* [Supplied records]:
────────────────────────────────────────

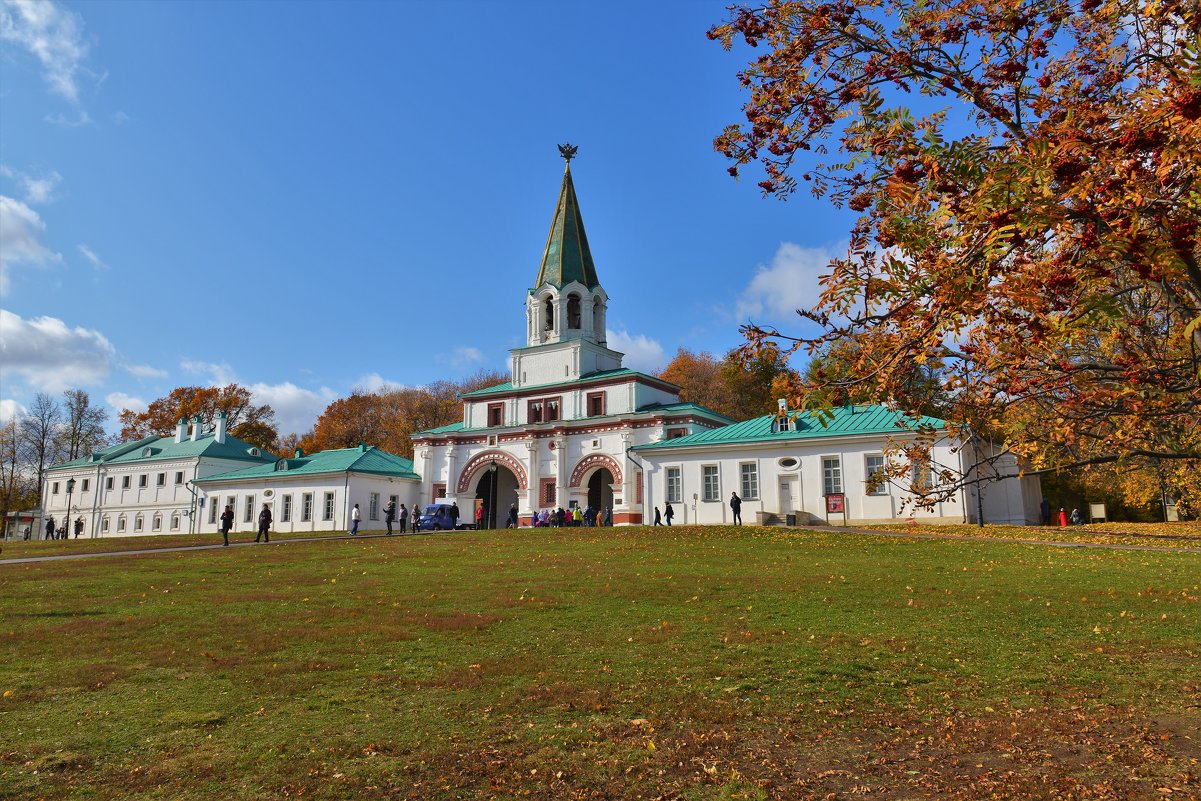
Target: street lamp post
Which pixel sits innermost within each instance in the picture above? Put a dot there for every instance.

────────────────────────────────────────

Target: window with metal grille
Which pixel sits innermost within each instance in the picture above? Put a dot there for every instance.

────────────────────────────────────────

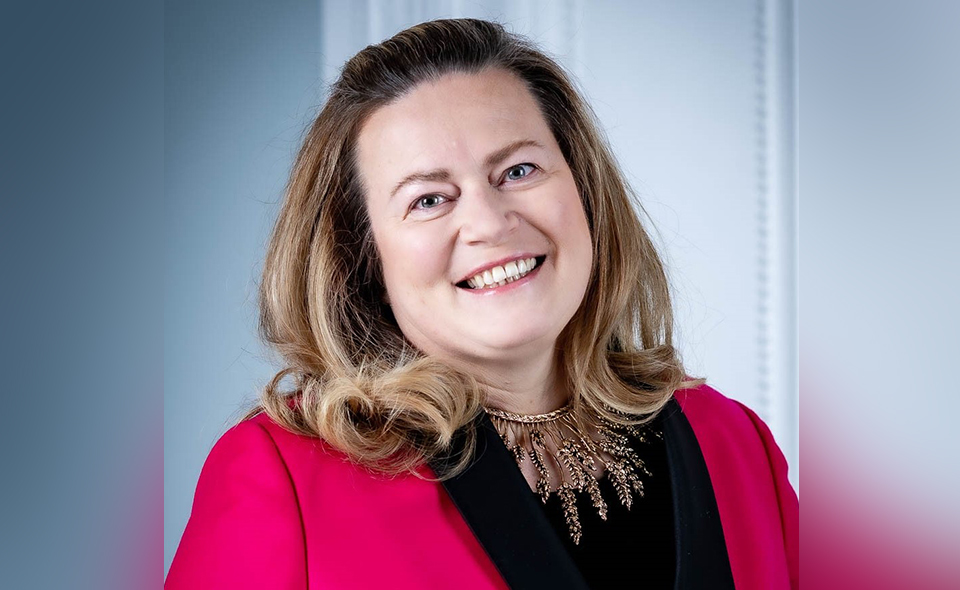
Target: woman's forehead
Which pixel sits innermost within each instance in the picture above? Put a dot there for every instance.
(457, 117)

────────────────────────────────────────

* [Exercise requirements]: Show every line of the material above that contains the string "Target", copied in full. Case counts.

* [Result for this exercise]:
Target: street lamp post
Target: window with metal grille
Target: woman's forehead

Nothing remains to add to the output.